▸ **抜粋文**

おそらく「D'You Know What I Mean? 」のPVじゃないかと。
だとすると歌詞と「パンスト」との比較がすげー面白いんですよ。
「D'You Know What I Mean?」・・・オアシス教団テーマ - FOR NO ONE - Yahoo!ブログ

I met my maker I made him cry / And on my shoulder he asked me why
His prople won't fly through the storm
I said "listen up man, they don't even know you're born"
オレは創り主に会って彼を嘆かせた / 肩にすがって彼は尋ねた
何故彼の従者達は嵐をついて飛ぼうとしないのかと
オレは言った「良く聞きな、連中はあんたが生まれた事さえ知らないんだ」

天使無茶言うな!
とにかく大口を叩くは暴力沙汰を起こすわで有名なオアシスですが、言うだけのことをこなしてしまってUKヒットチャート一位に君臨し続けていたんだからすごい。イギリスを代表するロックバンドです。
 

レディー・ガガ

女性刑務所を舞台にした「テレフォン」のPVが世界中で話題に。下着の女囚達が、マイケルジャクソンの「スリラー」のごとく腕をふりふり踊る姿はなかなか強烈。特にテープでぐるぐる巻きになっているシーンがインパクト絶大。

▸ **元データ**
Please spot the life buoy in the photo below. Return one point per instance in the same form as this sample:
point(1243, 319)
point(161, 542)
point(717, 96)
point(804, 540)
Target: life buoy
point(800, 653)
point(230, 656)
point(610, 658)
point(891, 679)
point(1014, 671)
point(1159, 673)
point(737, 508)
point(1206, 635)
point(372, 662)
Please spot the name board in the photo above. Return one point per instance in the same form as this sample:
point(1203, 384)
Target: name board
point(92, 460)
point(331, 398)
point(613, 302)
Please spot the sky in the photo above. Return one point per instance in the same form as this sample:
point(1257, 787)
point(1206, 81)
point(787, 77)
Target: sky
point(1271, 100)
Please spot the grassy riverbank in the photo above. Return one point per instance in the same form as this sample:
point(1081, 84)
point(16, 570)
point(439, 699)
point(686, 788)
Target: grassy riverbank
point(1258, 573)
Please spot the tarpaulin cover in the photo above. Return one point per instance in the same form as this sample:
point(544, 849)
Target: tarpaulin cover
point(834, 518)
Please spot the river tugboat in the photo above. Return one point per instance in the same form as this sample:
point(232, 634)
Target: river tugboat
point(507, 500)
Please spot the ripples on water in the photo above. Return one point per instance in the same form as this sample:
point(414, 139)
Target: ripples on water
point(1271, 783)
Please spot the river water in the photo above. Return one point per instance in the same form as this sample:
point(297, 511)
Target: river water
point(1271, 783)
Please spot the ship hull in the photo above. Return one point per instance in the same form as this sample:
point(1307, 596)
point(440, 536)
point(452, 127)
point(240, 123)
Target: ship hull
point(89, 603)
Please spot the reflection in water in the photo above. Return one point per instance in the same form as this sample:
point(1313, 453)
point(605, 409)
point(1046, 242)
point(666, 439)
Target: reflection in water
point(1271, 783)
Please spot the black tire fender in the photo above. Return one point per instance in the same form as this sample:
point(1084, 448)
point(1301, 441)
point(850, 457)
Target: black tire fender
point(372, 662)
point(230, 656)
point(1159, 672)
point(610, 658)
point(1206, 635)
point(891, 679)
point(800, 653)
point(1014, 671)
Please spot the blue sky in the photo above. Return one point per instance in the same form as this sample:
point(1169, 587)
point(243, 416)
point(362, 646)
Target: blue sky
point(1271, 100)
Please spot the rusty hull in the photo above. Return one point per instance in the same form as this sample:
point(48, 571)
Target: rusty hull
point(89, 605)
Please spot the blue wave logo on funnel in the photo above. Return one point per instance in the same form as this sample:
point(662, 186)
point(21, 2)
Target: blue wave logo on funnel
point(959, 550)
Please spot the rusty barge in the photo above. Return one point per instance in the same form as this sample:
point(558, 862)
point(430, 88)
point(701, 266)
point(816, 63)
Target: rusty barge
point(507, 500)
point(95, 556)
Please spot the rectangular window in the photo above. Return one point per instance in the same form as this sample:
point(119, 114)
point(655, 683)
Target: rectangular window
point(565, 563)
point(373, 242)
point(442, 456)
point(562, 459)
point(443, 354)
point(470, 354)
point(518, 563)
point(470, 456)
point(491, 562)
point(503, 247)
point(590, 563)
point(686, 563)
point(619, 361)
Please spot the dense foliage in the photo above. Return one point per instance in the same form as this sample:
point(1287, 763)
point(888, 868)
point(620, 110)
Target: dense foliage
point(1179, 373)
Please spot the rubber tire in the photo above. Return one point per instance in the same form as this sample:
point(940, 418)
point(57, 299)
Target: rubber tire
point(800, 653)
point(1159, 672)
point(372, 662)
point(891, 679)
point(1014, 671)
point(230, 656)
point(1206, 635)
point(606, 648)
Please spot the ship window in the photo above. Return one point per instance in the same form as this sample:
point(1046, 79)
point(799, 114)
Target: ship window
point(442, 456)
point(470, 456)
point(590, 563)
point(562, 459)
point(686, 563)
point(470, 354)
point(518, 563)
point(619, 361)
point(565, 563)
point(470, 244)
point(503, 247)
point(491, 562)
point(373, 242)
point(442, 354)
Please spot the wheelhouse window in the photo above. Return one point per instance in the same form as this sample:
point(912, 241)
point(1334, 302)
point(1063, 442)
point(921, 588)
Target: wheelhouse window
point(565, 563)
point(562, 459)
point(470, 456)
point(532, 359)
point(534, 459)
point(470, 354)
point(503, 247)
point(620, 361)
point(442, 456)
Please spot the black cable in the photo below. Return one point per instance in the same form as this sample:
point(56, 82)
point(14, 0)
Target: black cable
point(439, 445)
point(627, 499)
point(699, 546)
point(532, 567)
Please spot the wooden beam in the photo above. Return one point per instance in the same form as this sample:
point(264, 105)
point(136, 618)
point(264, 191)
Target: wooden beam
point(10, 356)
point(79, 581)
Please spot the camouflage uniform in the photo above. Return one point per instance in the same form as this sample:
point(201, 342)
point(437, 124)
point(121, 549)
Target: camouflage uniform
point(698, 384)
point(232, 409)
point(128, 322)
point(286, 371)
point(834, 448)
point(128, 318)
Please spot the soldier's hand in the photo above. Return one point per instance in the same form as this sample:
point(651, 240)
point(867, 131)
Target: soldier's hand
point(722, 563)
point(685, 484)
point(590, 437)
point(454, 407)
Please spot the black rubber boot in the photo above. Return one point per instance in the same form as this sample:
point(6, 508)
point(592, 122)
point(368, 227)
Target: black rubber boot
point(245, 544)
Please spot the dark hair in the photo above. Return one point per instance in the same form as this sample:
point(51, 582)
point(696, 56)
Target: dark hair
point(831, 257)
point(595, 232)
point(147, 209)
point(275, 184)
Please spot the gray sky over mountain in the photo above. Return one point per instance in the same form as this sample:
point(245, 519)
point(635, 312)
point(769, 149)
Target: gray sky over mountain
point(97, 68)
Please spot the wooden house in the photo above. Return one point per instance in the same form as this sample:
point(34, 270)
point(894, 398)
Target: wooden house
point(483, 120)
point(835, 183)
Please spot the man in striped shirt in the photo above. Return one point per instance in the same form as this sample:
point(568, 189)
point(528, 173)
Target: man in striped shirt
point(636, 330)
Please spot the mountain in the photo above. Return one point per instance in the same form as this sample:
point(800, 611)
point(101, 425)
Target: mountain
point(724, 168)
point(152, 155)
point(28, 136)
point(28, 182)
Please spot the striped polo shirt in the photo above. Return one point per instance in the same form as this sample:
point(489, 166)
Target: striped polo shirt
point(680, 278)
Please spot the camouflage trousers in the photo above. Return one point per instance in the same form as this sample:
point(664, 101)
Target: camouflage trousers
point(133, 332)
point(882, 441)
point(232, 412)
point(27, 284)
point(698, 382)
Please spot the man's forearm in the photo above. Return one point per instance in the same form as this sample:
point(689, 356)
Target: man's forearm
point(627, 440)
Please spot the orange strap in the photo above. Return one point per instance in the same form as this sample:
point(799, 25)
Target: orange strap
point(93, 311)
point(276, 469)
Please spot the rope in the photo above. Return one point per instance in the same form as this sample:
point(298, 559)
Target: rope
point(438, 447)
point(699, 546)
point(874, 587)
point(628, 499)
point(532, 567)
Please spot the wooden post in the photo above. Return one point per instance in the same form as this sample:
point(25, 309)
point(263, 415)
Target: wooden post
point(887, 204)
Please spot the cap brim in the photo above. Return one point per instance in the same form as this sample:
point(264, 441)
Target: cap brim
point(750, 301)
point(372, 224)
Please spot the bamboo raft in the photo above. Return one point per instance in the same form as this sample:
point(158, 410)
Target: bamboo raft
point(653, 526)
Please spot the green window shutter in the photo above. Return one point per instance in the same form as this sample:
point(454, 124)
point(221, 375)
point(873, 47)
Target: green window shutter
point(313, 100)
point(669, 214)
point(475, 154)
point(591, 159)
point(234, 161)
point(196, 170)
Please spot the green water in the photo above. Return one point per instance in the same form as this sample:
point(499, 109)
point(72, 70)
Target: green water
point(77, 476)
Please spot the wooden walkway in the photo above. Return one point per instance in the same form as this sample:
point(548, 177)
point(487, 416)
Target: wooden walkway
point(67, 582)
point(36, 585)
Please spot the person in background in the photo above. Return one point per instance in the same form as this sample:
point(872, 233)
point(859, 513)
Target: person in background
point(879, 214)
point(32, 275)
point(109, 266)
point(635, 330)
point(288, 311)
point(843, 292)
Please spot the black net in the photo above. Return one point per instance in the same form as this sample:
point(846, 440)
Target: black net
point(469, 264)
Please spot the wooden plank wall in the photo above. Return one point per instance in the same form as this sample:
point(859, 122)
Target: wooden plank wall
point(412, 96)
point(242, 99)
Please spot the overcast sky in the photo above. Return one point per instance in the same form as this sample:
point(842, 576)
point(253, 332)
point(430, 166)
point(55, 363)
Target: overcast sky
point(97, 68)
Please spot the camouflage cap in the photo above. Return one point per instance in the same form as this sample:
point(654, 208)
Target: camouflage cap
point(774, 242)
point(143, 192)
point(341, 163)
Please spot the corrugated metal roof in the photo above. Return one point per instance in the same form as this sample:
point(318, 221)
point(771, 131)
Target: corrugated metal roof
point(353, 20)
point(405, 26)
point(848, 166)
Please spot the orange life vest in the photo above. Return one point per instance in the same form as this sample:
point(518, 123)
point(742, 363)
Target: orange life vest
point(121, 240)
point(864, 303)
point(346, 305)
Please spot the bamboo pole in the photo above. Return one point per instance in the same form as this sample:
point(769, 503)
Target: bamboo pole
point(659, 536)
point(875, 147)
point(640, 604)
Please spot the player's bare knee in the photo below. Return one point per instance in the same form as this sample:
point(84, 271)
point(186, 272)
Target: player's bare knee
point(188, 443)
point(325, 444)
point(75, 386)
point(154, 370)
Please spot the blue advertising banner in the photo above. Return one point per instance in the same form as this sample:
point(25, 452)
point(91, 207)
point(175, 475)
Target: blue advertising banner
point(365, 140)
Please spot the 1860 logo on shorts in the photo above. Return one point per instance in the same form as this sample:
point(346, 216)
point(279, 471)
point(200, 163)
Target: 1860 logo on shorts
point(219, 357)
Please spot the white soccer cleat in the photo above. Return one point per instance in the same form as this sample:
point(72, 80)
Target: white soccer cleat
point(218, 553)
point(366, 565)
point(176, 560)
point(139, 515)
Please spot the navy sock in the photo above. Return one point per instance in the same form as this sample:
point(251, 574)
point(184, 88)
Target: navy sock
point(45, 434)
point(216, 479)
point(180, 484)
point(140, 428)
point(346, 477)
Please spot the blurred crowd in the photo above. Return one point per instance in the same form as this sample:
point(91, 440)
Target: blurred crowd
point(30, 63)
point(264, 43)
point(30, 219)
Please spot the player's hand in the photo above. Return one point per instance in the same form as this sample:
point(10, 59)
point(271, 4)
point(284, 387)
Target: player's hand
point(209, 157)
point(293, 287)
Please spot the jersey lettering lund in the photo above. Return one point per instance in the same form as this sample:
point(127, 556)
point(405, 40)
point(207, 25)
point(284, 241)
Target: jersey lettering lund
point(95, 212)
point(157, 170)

▸ **取り組む作業**
1. 次の(a)〜(c)が抜粋文の内容と合うかどうかを、それぞれはいかいいえで答えよ。判断の根拠となる抜粋文の語句もそのまま引用すること。
(a) オアシスはUKヒットチャート一位に君臨し続けていた。
(b) 「テレフォン」のPVは男性刑務所を舞台にしている。
(c) 和訳では、創り主の従者達は嵐をついて飛ぼうとしない。
2. 抜粋文のうち、「とにかく大口を叩くは暴力沙汰」を含む語句で始まり「いるシーンがインパクト絶大。」で終わる部分を、一字も変えずに書き写せ。

▸ **作業の解答**
1.
(a) はい。「UKヒットチャート一位に君臨し続けていた」
(b) いいえ。「女性刑務所を舞台にした」
(c) はい。「何故彼の従者達は嵐をついて飛ぼうとしないのかと」

2.
とにかく大口を叩くは暴力沙汰を起こすわで有名なオアシスですが、言うだけのことをこなしてしまってUKヒットチャート一位に君臨し続けていたんだからすごい。イギリスを代表するロックバンドです。
 

レディー・ガガ

女性刑務所を舞台にした「テレフォン」のPVが世界中で話題に。下着の女囚達が、マイケルジャクソンの「スリラー」のごとく腕をふりふり踊る姿はなかなか強烈。特にテープでぐるぐる巻きになっているシーンがインパクト絶大。